Material for this task:
..............................
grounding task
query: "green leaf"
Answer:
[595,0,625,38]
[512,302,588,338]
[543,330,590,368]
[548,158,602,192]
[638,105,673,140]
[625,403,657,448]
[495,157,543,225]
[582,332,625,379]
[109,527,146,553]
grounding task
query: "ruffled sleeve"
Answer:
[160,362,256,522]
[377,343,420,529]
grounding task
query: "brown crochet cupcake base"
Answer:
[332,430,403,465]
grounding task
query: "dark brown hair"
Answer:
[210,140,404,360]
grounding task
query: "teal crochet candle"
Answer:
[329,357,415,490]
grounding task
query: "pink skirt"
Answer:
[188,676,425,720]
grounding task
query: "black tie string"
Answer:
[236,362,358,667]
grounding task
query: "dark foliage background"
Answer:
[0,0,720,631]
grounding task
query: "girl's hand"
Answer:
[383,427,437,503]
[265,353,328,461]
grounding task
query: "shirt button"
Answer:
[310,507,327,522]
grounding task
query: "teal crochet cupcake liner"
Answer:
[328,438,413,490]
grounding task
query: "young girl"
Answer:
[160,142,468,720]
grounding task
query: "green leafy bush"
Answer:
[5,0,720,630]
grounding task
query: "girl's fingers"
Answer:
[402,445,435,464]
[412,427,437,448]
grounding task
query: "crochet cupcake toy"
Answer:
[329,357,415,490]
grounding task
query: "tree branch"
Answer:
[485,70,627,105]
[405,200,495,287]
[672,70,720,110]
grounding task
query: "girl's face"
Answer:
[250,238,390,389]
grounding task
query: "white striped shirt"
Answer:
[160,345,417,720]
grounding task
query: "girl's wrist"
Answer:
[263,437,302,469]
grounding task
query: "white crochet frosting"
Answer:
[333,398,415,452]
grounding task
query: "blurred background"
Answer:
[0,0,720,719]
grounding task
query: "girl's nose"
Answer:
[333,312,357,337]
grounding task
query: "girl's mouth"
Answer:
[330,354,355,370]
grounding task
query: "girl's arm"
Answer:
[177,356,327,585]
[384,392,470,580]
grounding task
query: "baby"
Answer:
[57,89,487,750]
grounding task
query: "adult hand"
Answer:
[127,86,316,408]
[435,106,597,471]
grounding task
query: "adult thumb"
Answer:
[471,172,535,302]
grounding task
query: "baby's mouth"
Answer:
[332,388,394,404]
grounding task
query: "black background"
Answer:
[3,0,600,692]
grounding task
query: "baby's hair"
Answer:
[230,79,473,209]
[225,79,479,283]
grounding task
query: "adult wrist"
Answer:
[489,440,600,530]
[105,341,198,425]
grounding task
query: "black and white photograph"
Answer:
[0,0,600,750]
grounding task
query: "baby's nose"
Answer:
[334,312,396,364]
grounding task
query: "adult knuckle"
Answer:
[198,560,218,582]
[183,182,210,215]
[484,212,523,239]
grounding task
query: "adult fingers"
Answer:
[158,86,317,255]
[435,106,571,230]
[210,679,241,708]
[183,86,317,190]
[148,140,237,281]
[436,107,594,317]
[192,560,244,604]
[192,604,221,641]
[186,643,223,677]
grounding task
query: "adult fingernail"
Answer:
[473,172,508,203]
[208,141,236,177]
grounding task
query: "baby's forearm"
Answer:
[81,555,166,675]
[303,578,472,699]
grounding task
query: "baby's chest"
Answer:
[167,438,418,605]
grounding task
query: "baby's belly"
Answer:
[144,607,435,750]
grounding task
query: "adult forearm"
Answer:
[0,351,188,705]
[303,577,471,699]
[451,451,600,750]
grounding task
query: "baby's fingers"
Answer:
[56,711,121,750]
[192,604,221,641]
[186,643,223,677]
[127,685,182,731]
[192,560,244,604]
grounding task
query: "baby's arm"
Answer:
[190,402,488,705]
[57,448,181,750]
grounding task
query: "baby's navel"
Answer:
..............................
Reproduce all of the records above word for word, line by line.

In response:
grounding task
query: "green leaf"
Answer:
[595,0,625,38]
[512,302,588,338]
[543,330,590,368]
[548,158,602,192]
[638,105,673,140]
[625,403,657,448]
[495,157,543,225]
[582,332,625,379]
[109,527,146,553]
grounding task
query: "ruffled sleeve"
Answer:
[160,362,256,522]
[377,343,420,529]
grounding task
query: "brown crochet cupcake base"
Answer:
[332,430,403,465]
grounding task
query: "dark brown hair"
Answer:
[210,140,404,360]
grounding task
query: "teal crochet candle"
Answer:
[329,357,415,490]
grounding task
query: "pink skirt"
Answer:
[188,676,425,720]
grounding task
query: "black tie string"
Answer:
[236,362,358,667]
grounding task
query: "dark foliage background"
Answer:
[0,0,720,631]
grounding task
query: "girl's hand"
Answer:
[383,427,437,503]
[265,353,328,461]
grounding task
query: "shirt button"
Answer:
[310,507,327,522]
grounding task
query: "teal crochet cupcake liner"
Answer:
[328,438,413,490]
grounding task
query: "young girl"
Answer:
[160,142,468,720]
grounding task
query: "green leafy bush"
Answer:
[5,0,720,630]
grounding task
query: "girl's fingers"
Answer:
[402,445,435,464]
[412,427,437,448]
grounding task
query: "crochet cupcake toy"
Answer:
[329,357,415,490]
grounding task
query: "tree branch"
Answer:
[485,70,627,105]
[405,200,495,287]
[672,70,720,110]
grounding task
query: "girl's face"
Answer:
[250,238,390,389]
grounding task
query: "white striped shirt"
Answer:
[160,345,417,720]
grounding task
query: "girl's wrist"
Answer:
[263,437,302,469]
grounding task
query: "white crochet frosting"
Answer:
[333,398,415,452]
grounding task
query: "blurred background"
Answer:
[0,0,720,719]
grounding task
query: "girl's nose"
Answer:
[333,312,357,337]
grounding task
query: "girl's mouth"
Answer:
[330,354,355,370]
grounding task
query: "girl's arm"
Answer:
[177,356,327,585]
[384,392,470,580]
grounding task
query: "baby"
Answer:
[57,89,487,750]
grounding task
query: "adult hand"
Answer:
[127,86,316,408]
[435,106,597,471]
grounding task
query: "adult thumb"
Answer:
[471,172,535,302]
grounding task
query: "baby's mouth"
Answer:
[332,388,394,404]
grounding task
query: "black background"
Answer:
[3,0,600,692]
grounding task
query: "baby's hair"
Answer:
[230,79,473,209]
[225,79,479,283]
grounding task
query: "adult wrist"
Answer:
[489,440,600,530]
[105,341,198,425]
grounding task
query: "black and white photograph"
Answer:
[0,0,600,750]
grounding task
query: "baby's nose"
Answer:
[334,312,396,364]
grounding task
query: "adult knuckle"
Answer:
[198,560,218,582]
[183,182,210,215]
[484,212,523,239]
grounding task
query: "adult fingers"
Answer:
[158,86,317,255]
[435,106,571,230]
[210,679,241,708]
[183,86,317,190]
[148,140,237,281]
[436,107,594,317]
[192,560,244,604]
[192,604,221,641]
[186,643,223,677]
grounding task
query: "adult fingernail"
Answer:
[473,172,508,203]
[208,141,236,177]
grounding task
query: "baby's forearm"
Answer:
[81,555,166,675]
[303,578,472,699]
grounding task
query: "baby's chest"
Answer:
[167,438,418,605]
grounding task
query: "baby's belly"
Answer:
[144,607,435,750]
grounding task
query: "adult forearm"
Answer:
[0,351,188,705]
[303,577,471,699]
[451,451,600,750]
grounding task
query: "baby's fingers"
Answer:
[56,711,121,750]
[192,604,221,641]
[186,643,223,677]
[127,685,182,731]
[192,560,244,604]
grounding task
query: "baby's arm"
Answer:
[190,402,488,705]
[57,448,181,750]
grounding task
query: "baby's navel"
Answer:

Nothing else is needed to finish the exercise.